§ **Exercise requirements**
A – Find each line in the listing that contains the string "http", and copy those lines out in full.
B – Pick up the passage on running the course labs in the cloud after its last sentence, and write the next few sentences.

§ **Excerpt provided**
== == ==
This week's training is a classic use case for the cloud. Over the course of a week, you'll create two clusters: one for your labs, and one for your Friday challenges. You can spin them up and destroy them quickly -- even faster with automation tools such as Cloudera Director -- and destroy them even faster.
Using the cloud also means you do not have to prepare a room with sufficient hardware to run clusters on-premise. More to the point for you, you can work on labs without staying in the classroom.
This course does not require you to use AWS. Any cloud provider, including one provided by your company, will do. I have recently started using Google's Cloud Service, for example, because the hourly costs are lower for the services I need. I am sure there may be limitations in GCE versus AWS, I just have not encountered them yet.
== == ==
§ **Records to use**

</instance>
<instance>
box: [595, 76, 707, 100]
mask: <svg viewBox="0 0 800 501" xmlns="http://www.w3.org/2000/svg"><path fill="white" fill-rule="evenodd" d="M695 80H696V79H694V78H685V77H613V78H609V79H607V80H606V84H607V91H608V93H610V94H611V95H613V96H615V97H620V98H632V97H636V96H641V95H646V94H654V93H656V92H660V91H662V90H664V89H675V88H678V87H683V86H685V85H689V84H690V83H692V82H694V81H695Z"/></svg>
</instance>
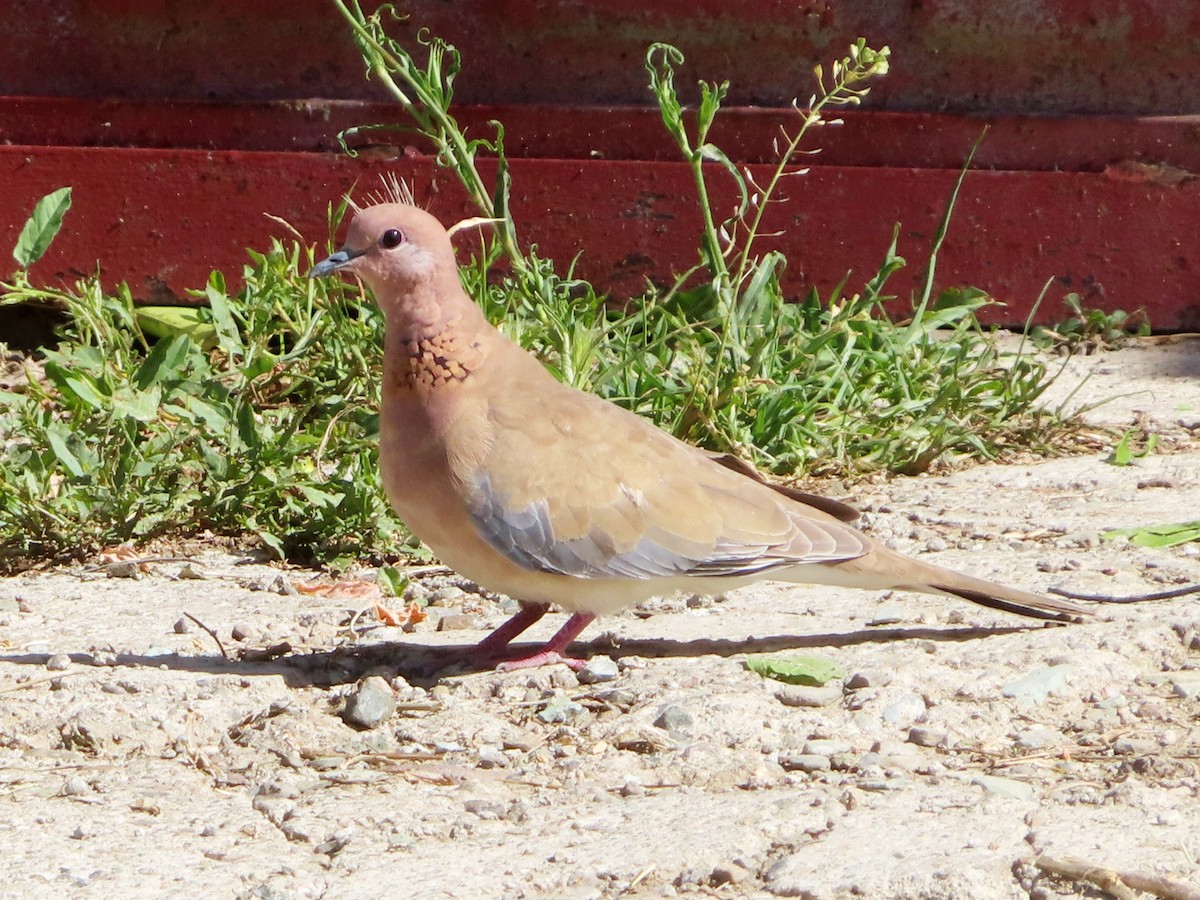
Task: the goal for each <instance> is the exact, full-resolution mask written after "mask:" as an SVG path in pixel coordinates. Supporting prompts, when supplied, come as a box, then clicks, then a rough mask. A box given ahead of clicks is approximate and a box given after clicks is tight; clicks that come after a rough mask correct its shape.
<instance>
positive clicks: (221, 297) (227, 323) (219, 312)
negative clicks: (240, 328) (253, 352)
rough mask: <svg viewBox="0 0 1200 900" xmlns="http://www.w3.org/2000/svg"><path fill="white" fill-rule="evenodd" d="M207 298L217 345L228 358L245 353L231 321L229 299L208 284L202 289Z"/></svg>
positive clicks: (234, 324) (243, 346) (221, 291)
mask: <svg viewBox="0 0 1200 900" xmlns="http://www.w3.org/2000/svg"><path fill="white" fill-rule="evenodd" d="M204 296H205V298H208V301H209V310H210V311H211V312H212V324H214V325H215V326H216V330H217V343H218V344H220V346H221V349H222V350H224V352H226V354H228V355H229V356H241V355H244V354H245V352H246V346H245V344H244V343H242V342H241V334H240V332H239V331H238V323H235V322H234V320H233V312H232V310H230V308H229V298H228V296H226V294H224V292H223V290H218V289H217V288H215V287H214V286H212V283H211V282H210V283H209V284H208V287H205V289H204Z"/></svg>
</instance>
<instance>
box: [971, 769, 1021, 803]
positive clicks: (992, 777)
mask: <svg viewBox="0 0 1200 900" xmlns="http://www.w3.org/2000/svg"><path fill="white" fill-rule="evenodd" d="M971 784H972V785H978V786H979V787H982V788H983V790H984V791H986V792H988V793H992V794H996V796H997V797H1010V798H1013V799H1014V800H1032V799H1033V797H1034V793H1033V786H1032V785H1027V784H1025V782H1024V781H1016V780H1014V779H1010V778H1000V776H998V775H976V776H974V778H972V779H971Z"/></svg>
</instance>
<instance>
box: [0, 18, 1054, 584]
== == ==
§ **Outputs for the tasks**
A –
mask: <svg viewBox="0 0 800 501" xmlns="http://www.w3.org/2000/svg"><path fill="white" fill-rule="evenodd" d="M695 80H696V79H694V78H685V77H613V78H609V79H607V80H606V84H607V91H608V93H610V94H611V95H613V96H615V97H620V98H632V97H636V96H641V95H646V94H654V93H656V92H660V91H662V90H664V89H675V88H678V87H683V86H685V85H689V84H690V83H692V82H694V81H695Z"/></svg>
rough mask: <svg viewBox="0 0 1200 900" xmlns="http://www.w3.org/2000/svg"><path fill="white" fill-rule="evenodd" d="M207 298L217 345L228 358L245 353L231 321L229 299L208 284L202 289Z"/></svg>
mask: <svg viewBox="0 0 1200 900" xmlns="http://www.w3.org/2000/svg"><path fill="white" fill-rule="evenodd" d="M204 296H205V298H208V301H209V310H210V311H211V312H212V324H214V325H215V326H216V330H217V343H218V344H220V346H221V349H222V350H224V352H226V354H228V355H229V356H241V355H244V354H245V352H246V346H245V344H244V343H242V342H241V334H240V332H239V331H238V323H235V322H234V320H233V312H232V310H230V308H229V298H228V296H226V294H224V292H223V290H218V289H217V288H215V287H214V286H212V283H211V282H210V283H209V284H208V287H205V289H204Z"/></svg>
mask: <svg viewBox="0 0 1200 900" xmlns="http://www.w3.org/2000/svg"><path fill="white" fill-rule="evenodd" d="M971 784H972V785H978V786H979V787H982V788H983V790H984V791H986V792H988V793H992V794H996V796H997V797H1010V798H1013V799H1014V800H1032V799H1033V797H1034V793H1033V786H1032V785H1027V784H1025V782H1024V781H1016V780H1014V779H1010V778H1000V776H998V775H976V776H974V778H972V779H971Z"/></svg>

B –
Whatever platform you choose for class, the following conditions must hold:
- The instructors(s) can access your cluster
- It cannot be blocked from outside access
- It cannot violate your provider's security policies to do so
- Outbound access to the internet is not forbidden
- You will download various packages from online sources
- The service provides OS platforms that are required by Cloudera
For training demonstrations, I will use RHEL/Centos 6.5 or later. Please avoid using any Linux version you don't know the platform well. There are substantive changes in RHEL/CentOS 7.x that are not yet accounted for in this training, for example, and are not completely covered in Cloudera's documentation.
There are many challenges to using AWS, Google Compute Engine, or other providers for the first time. You can expect to spend several hours reading your provider's documentation to understand their system and navigating it proficiently.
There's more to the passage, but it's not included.